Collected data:
· · · · ·

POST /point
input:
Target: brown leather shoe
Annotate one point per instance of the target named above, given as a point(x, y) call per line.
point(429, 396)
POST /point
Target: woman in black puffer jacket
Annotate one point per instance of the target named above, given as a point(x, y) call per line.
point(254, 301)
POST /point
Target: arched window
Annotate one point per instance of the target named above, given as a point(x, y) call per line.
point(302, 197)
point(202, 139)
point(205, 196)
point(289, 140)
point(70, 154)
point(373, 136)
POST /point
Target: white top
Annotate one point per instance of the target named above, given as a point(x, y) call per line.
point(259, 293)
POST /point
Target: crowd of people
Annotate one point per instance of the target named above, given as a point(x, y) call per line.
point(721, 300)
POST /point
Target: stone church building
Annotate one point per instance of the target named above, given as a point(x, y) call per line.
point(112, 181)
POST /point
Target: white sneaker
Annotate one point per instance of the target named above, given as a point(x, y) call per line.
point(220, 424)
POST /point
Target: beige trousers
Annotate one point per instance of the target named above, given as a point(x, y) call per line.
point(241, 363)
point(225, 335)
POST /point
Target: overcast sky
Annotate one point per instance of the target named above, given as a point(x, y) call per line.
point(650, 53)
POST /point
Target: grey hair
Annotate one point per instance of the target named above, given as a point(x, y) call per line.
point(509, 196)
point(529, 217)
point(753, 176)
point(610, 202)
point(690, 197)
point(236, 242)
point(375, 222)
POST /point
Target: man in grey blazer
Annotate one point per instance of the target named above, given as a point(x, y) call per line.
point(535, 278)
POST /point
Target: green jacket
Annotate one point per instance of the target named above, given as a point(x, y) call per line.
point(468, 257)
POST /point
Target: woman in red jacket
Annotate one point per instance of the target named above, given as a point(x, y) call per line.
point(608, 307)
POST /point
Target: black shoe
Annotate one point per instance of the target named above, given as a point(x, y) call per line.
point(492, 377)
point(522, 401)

· · · · ·

Your task is to quote all of the data word for word.

* Task solution *
POST /point
input:
Target: brown leather shoe
Annotate one point per instance of the target named above, given as a point(x, y) call per line.
point(429, 396)
POST /point
Target: woman in black puffer jacket
Annotate one point per instance of the target named above, given as a point(x, y) call per line.
point(254, 301)
POST /point
Target: arched window
Annotate one point per instance of the target named above, given as a point(x, y) call per line.
point(302, 197)
point(202, 139)
point(205, 196)
point(289, 140)
point(70, 154)
point(373, 136)
POST /point
Target: white top
Annotate one point per instance of the target named above, given as a point(x, y) call per line.
point(259, 293)
POST /point
Target: crowd of people
Annotate one point per instance of the target named above, given as a point(x, y) call per line.
point(721, 300)
POST /point
Target: stone church building
Annotate one point per instance of the target named above, given as a point(x, y) call per line.
point(112, 181)
POST /point
Target: white sneaker
Annotate one point per instance of the target named above, given as a point(x, y) call per line.
point(220, 424)
POST /point
Target: beige trousers
Annotate one point per instance of the target named above, given as a point(x, y) call per line.
point(241, 363)
point(225, 335)
POST /point
Target: overcast sky
Annotate one point per instance of the target named above, given as a point(x, y) call per line.
point(650, 53)
POST /point
Target: grey hair
Annotate one point per instance of the target named above, given as a point(x, y) call per line.
point(509, 196)
point(529, 217)
point(753, 176)
point(610, 202)
point(690, 197)
point(236, 242)
point(375, 222)
POST /point
Target: man in grey blazer
Annotate one point per instance of the target named above, given as a point(x, y) call per line.
point(535, 278)
POST /point
Target: green jacket
Annotate one point per instance of the target named above, given as a point(x, y) call per line.
point(468, 257)
POST /point
Target: woman in red jacket
Annotate one point per instance of the target named above, given as a point(x, y) call per line.
point(608, 307)
POST /point
Target: black shoe
Annotate one point per instance of the target named above, given as a point(x, y) call per line.
point(492, 377)
point(522, 401)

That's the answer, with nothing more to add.